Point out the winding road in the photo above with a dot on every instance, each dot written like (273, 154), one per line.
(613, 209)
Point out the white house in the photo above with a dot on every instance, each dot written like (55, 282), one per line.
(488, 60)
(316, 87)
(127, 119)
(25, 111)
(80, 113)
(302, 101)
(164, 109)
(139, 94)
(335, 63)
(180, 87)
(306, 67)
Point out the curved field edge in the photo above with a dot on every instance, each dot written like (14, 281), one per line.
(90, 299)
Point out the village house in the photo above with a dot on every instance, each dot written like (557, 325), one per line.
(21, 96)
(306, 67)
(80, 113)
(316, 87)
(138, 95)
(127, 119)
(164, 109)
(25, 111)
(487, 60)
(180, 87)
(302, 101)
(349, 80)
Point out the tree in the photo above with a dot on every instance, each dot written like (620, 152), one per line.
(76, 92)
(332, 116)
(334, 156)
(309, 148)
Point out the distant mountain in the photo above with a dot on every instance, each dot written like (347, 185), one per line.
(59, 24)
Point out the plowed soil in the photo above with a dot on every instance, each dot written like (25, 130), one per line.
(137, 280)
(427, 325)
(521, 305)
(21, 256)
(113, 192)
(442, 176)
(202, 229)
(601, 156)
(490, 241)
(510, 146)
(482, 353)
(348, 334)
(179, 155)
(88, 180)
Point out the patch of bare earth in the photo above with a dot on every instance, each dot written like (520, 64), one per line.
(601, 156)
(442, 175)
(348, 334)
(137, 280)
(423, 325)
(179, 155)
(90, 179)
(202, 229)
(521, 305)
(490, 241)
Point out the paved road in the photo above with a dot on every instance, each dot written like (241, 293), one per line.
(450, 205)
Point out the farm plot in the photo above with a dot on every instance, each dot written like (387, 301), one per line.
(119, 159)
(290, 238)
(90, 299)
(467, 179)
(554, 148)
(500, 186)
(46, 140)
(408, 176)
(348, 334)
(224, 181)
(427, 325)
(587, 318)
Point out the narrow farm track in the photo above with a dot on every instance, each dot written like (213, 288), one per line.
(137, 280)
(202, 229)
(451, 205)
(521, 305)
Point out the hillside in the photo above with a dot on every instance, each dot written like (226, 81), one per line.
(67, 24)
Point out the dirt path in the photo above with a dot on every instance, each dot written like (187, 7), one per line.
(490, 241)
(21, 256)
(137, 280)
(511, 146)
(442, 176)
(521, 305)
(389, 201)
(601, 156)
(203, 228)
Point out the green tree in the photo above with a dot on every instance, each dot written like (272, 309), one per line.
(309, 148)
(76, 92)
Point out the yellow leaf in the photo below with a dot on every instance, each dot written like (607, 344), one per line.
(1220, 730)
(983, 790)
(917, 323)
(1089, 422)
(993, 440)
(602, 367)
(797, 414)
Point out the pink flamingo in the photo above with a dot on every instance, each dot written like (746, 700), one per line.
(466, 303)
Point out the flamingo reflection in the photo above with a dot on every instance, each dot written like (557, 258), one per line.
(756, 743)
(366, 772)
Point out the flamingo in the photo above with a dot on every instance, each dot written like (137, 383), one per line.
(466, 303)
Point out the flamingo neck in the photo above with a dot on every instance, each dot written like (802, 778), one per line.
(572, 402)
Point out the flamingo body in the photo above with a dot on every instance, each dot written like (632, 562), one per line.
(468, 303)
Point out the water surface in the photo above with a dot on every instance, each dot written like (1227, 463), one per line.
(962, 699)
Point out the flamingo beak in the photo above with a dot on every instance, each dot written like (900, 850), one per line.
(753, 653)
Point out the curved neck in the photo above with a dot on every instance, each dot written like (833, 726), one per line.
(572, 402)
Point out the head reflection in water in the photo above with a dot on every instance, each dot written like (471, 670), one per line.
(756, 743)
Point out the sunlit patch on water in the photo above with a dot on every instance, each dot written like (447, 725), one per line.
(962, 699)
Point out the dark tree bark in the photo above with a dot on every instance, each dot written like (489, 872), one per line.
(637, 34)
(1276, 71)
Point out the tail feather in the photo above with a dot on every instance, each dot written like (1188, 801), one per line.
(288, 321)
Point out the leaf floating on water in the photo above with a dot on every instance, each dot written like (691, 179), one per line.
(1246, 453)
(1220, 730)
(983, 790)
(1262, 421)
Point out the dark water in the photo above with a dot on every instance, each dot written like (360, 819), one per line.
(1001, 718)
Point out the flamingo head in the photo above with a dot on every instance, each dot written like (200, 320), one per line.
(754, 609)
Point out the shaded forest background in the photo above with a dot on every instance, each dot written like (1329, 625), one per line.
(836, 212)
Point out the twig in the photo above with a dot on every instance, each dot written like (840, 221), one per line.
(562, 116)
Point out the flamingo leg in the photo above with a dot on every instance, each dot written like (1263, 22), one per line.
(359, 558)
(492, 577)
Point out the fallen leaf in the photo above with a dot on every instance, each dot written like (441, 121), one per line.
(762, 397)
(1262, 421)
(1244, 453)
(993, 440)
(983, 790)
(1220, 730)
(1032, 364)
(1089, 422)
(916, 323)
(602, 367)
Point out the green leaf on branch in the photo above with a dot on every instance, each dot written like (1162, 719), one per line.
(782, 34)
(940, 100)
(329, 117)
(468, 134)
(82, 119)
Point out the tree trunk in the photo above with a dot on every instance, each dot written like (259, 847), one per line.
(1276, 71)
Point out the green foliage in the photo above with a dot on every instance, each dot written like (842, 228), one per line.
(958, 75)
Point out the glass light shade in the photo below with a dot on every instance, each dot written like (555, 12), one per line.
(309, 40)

——

Reproduce verbatim everything from the line containing "Point out the flamingo leg" down to the final line of the rows above, with both ends included.

*ANSWER TO THIS TASK:*
Point out the flamingo leg in the photo above with a dot on every instance, each dot written like (1263, 22), one per line.
(359, 558)
(492, 577)
Point out the fallen leaf in the photo above with a dot on every instance, each dot written like (441, 121), one per line.
(762, 397)
(1262, 421)
(1244, 453)
(993, 440)
(983, 790)
(1220, 730)
(1032, 364)
(1089, 422)
(916, 323)
(602, 367)
Point out the green leaf on branch in the photo above with a dot on every instance, each dot written like (1162, 719), one per line.
(782, 34)
(940, 100)
(329, 117)
(468, 134)
(82, 119)
Point out the tree trunk in the photo above with a dot on every instance, each dot written like (259, 847), one per line.
(1276, 71)
Point out the green foliage in the photo above with a dot on every instance, each dot written like (842, 228), one per line.
(958, 75)
Point out the glass light shade in the photo below with a dot on every instance, each dot written like (555, 12), one per line.
(309, 40)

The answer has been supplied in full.